- [Exercice a]: Rendez en anglais cette phrase de l'entretien sur le film reproduit ci-dessous : « Je pense que le skate nous a appris à faire tout avec rien, à créer de manière différente et innovatrice. »

- [Texte cité]:
+++

Quand j’étais jeune, ma manière de régler les choses était de fuir. Mon père s’est enfui et j’ai un grand problème d’abandon. La sobriété a donné plus de force à ma voix. Aujourd’hui, je regarde le cinéma et je prends ça beaucoup plus au sérieux.

 

REGARD : Pouvez-vous parler de la culture des vidéos de skateboard et de l’impact de cette culture sur le film ?

 

Amar : C’est le skate qui m’a amené au cinéma et qui m’a fait rencontrer Joe. On traînait à la Place de la Paix, où je filmais des vidéos de skate avec mes amis. Il y a beaucoup d’autres skaters et réalisateurs de films de skate qui sont partis travailler en cinéma, des gens très connus comme Spike Jonze. On pourrait aussi parler de Liam [Mitchell], notre directeur photo. Il est à la fois un réalisateur de films de skate accompli et un directeur photo très talentueux. Il connaît Joe depuis plus longtemps que moi, depuis 26 ans ou quelque chose comme ça.

 

J’ai senti une vraie synergie entre nous trois, qui vient de notre aisance commune au skate et au cinéma. Je pense que le skate nous a appris à faire tout avec rien, à créer de manière différente et innovatrice. On n’avait pas d’argent quand on a commencé à tourner ; on s’est simplement débrouillé. On était une toute petite équipe avec très peu de budget. Ça nous a appris à avoir différents points de vue créatifs sur les choses.

 

REGARD : Beaucoup de gens se sentent interpellés par le film, et il y a un bon équilibre entre les aspects les plus sombres de votre histoire et un sentiment d’espoir. Comment avez-vous trouvé l’espoir qui vous a permis de continuer ?

+++

- [Entrées de données]:
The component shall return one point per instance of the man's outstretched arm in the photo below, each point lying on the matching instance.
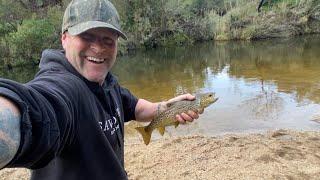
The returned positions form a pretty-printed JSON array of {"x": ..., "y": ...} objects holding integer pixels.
[{"x": 9, "y": 130}]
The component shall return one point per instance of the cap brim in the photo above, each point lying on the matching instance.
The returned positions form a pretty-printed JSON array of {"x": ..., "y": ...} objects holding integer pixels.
[{"x": 82, "y": 27}]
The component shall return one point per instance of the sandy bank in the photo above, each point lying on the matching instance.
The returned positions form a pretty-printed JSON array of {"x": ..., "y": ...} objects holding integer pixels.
[{"x": 279, "y": 154}]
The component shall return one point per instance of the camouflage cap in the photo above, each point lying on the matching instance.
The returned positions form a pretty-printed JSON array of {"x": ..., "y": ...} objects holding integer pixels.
[{"x": 82, "y": 15}]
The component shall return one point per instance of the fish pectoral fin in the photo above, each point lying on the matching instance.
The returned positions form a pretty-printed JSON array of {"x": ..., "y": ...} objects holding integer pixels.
[
  {"x": 161, "y": 130},
  {"x": 176, "y": 124},
  {"x": 146, "y": 135}
]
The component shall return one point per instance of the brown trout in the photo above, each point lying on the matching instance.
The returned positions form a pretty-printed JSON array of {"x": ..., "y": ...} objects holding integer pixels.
[{"x": 167, "y": 117}]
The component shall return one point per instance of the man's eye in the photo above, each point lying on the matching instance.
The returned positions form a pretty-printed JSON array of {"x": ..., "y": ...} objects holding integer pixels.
[
  {"x": 108, "y": 41},
  {"x": 87, "y": 37}
]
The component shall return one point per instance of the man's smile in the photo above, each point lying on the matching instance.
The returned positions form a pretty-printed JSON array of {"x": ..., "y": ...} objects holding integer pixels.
[{"x": 95, "y": 60}]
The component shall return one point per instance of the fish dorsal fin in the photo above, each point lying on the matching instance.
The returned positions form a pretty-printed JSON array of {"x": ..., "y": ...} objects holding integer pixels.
[{"x": 171, "y": 103}]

+++

- [Exercice b]: Présentez sous forme de liste numérotée, sans les lignes vides, le passage des enregistrements qui s'étend de la ligne contenant « the fish dorsal » jusqu'à la fin des enregistrements, ces deux limites comprises.

- [Résultat attendu a]: I think skateboarding taught us to do everything with nothing, to create in a different and innovative way.

- [Résultat attendu b]:
1. The component shall return one point per instance of the fish dorsal fin in the photo above, each point lying on the matching instance.
2. The returned positions form a pretty-printed JSON array of {"x": ..., "y": ...} objects holding integer pixels.
3. [{"x": 171, "y": 103}]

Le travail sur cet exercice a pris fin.